Exercise:
Restate each record exactly as it was written.

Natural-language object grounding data

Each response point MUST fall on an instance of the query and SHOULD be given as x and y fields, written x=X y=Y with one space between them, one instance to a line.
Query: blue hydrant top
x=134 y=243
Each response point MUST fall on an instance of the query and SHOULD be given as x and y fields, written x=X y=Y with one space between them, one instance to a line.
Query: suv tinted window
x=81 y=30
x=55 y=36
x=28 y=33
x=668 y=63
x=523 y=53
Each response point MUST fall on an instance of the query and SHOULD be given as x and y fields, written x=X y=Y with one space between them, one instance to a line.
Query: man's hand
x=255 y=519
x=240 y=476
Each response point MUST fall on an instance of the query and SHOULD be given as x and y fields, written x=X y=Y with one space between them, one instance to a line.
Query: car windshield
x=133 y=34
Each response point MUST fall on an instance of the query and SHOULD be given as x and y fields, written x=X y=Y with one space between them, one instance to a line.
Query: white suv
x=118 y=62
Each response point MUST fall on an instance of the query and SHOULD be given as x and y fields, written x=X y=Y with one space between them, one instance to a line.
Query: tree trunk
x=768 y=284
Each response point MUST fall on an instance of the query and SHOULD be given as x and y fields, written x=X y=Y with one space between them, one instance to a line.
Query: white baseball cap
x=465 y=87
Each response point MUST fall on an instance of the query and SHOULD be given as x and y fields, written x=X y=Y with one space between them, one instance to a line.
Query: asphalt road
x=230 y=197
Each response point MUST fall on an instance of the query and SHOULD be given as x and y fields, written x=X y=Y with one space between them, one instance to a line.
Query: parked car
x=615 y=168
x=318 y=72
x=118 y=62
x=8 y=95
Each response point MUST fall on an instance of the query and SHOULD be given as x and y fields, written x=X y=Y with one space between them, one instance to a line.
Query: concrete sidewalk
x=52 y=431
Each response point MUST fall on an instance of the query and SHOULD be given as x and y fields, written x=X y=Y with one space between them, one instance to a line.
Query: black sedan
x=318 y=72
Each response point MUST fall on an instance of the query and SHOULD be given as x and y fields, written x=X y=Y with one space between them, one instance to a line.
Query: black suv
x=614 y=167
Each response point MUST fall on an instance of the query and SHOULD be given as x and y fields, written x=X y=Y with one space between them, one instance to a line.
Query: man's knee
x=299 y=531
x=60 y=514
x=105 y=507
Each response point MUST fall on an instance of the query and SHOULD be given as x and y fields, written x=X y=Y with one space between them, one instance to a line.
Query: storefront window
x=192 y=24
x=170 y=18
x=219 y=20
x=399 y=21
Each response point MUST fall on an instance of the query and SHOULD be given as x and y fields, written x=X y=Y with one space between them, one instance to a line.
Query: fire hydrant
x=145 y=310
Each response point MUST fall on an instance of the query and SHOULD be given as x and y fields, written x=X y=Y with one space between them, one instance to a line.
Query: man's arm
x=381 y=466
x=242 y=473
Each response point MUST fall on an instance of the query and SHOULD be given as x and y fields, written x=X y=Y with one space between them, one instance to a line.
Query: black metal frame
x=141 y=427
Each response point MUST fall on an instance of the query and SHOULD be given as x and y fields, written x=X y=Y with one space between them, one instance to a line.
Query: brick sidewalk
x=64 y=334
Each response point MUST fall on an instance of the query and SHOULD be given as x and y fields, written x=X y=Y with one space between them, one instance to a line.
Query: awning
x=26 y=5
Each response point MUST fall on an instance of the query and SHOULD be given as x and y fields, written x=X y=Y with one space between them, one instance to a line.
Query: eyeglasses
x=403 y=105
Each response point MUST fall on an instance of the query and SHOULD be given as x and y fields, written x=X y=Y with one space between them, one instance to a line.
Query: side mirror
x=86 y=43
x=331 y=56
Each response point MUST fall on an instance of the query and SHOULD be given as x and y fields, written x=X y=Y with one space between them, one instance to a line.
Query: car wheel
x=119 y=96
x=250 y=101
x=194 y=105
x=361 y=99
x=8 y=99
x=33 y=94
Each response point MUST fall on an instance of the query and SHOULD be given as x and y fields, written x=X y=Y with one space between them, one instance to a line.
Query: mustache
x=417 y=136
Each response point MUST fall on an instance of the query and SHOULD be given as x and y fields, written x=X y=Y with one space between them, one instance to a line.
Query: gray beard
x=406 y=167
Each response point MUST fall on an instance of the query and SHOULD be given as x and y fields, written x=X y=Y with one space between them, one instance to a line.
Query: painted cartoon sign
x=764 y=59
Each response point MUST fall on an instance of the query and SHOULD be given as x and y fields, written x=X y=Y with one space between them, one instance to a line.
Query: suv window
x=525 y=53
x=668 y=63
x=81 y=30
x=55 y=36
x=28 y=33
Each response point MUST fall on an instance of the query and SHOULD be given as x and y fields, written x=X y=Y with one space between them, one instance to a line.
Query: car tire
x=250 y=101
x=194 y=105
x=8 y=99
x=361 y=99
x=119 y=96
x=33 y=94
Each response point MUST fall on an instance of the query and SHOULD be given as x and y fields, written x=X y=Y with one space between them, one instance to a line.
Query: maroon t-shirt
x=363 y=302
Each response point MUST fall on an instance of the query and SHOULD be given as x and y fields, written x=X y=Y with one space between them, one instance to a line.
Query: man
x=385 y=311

Solution to the exercise:
Each response point MUST fall on an instance of the query and SHOULD be given as x and y fields, written x=X y=Y with one space between them, one instance to a line.
Query: blue hydrant top
x=134 y=243
Each response point MUST fall on an instance of the query and SHOULD be given as x and y fields, written x=X y=Y with one space between them, one instance to a line.
Query: suv tinted window
x=81 y=30
x=55 y=36
x=28 y=33
x=668 y=63
x=523 y=53
Each response point MUST fall on an instance of the query and SHOULD be given as x and y fields, written x=X y=Y with one space between them, one instance to a line.
Query: man's hand
x=255 y=519
x=240 y=476
Each response point MUST fall on an instance of the query and SHOULD be given as x and y fields, written x=X y=Y with one space between them, one instance to a line.
Query: car windshield
x=133 y=34
Each response point MUST fall on an instance of the query and SHOULD be given as x and y fields, written x=X y=Y with one space between them, one instance to a line.
Query: white suv
x=118 y=62
Each response point MUST fall on an instance of the query and SHOULD be given as x and y fields, written x=X y=Y with one space between them, one instance to a line.
Query: tree trunk
x=768 y=284
Each response point MUST fall on an instance of the query and SHOULD be given as x and y fields, written x=X y=Y with one space between them, one instance to a line.
Query: white baseball cap
x=465 y=87
Each response point MUST fall on an instance of the query and SHOULD be given as x and y fields, written x=X y=Y with one space between them, one instance to a line.
Query: asphalt road
x=230 y=197
Each response point MUST fall on an instance of the query and SHOULD be given as x and y fields, written x=X y=Y with one space between them, one instance to a line.
Query: parked car
x=615 y=168
x=318 y=72
x=118 y=62
x=8 y=95
Each response point MUST fall on an instance of the query and SHOULD be given as x and y fields, written x=X y=Y with one space between them, one instance to a line.
Query: concrete sidewalk
x=52 y=431
Each response point MUST fall on an instance of the query and SHOULD be given as x and y fields, written x=X y=Y with one space between them, one instance to a line.
Query: black sedan
x=318 y=72
Each response point MUST fall on an instance of the query and SHOULD be given as x and y fields, written x=X y=Y with one space between them, one instance to a line.
Query: black suv
x=614 y=167
Each response point MUST fall on an instance of the query and SHOULD be given as x and y fields, written x=X y=Y with one space between them, one instance to a line.
Query: man's knee
x=299 y=531
x=60 y=514
x=105 y=507
Each response point MUST fall on an instance of the query and SHOULD be given as x and y fields, written x=X y=Y with one space between them, one instance to a line.
Query: storefront window
x=192 y=24
x=170 y=18
x=219 y=20
x=399 y=21
Each response point MUST fall on an instance of the query and SHOULD be given as x and y fields, written x=X y=Y with one space between them, one instance to a line.
Query: fire hydrant
x=145 y=310
Each response point MUST fall on an instance of the query and SHOULD be given as x and y fields, written x=X y=Y with one space between them, one instance to a line.
Query: man's arm
x=381 y=466
x=242 y=473
Each response point MUST fall on an instance of the query and SHOULD be given as x and y fields, written x=X y=Y with one space between them, one instance to a line.
Query: black metal frame
x=141 y=427
Each response point MUST fall on an instance of the query and SHOULD be given as x and y fields, written x=X y=Y with one space between them, one instance to a line.
Query: brick sidewalk
x=64 y=334
Each response point MUST fall on an instance of the query and SHOULD be given as x and y fields, written x=X y=Y with one space between them, one instance to a line.
Query: awning
x=26 y=5
Each response point MUST fall on an instance of the query and SHOULD be given as x and y fields, written x=X y=Y with one space between them, one instance to a line.
Query: eyeglasses
x=403 y=105
Each response point MUST fall on an instance of the query and SHOULD be given as x and y fields, written x=X y=Y with one space between them, one instance to a line.
Query: side mirror
x=86 y=43
x=331 y=56
Each response point MUST fall on an instance of the query and SHOULD be given as x and y fields, written x=X y=Y with one space between them, one instance to a line.
Query: car wheel
x=119 y=96
x=250 y=101
x=194 y=105
x=361 y=99
x=8 y=99
x=33 y=94
Each response point MUST fall on an instance of the query and SHOULD be given as x and y fields, written x=X y=Y with one space between them, one instance to a line.
Query: mustache
x=417 y=136
Each response point MUST fall on an instance of the query and SHOULD be given as x and y fields, written x=X y=Y with one space between them, one instance to a line.
Query: gray beard
x=406 y=167
Each response point MUST fall on an instance of the query and SHOULD be given as x and y fields, written x=X y=Y with one space between them, one instance to a line.
Query: painted cartoon sign
x=764 y=59
Each response point MUST fall on an instance of the query and SHOULD be given as x and y fields, written x=X y=Y with one space between them, one instance to a line.
Query: suv window
x=525 y=53
x=668 y=63
x=81 y=30
x=55 y=36
x=28 y=33
Each response point MUST fall on an instance of the query and SHOULD be given as x and y fields, written x=X y=Y with one space between them, one instance to a line.
Query: car tire
x=250 y=101
x=194 y=105
x=8 y=99
x=361 y=99
x=119 y=96
x=33 y=94
Each response point MUST fall on an instance of the query and SHOULD be given as x and y fields, written x=X y=Y with one space between them, one instance to a line.
Query: maroon t-shirt
x=363 y=302
Each response point MUST fall on an instance of the query and SHOULD be given as x and y fields, written x=X y=Y with one space between them, one instance to a line.
Query: man
x=385 y=311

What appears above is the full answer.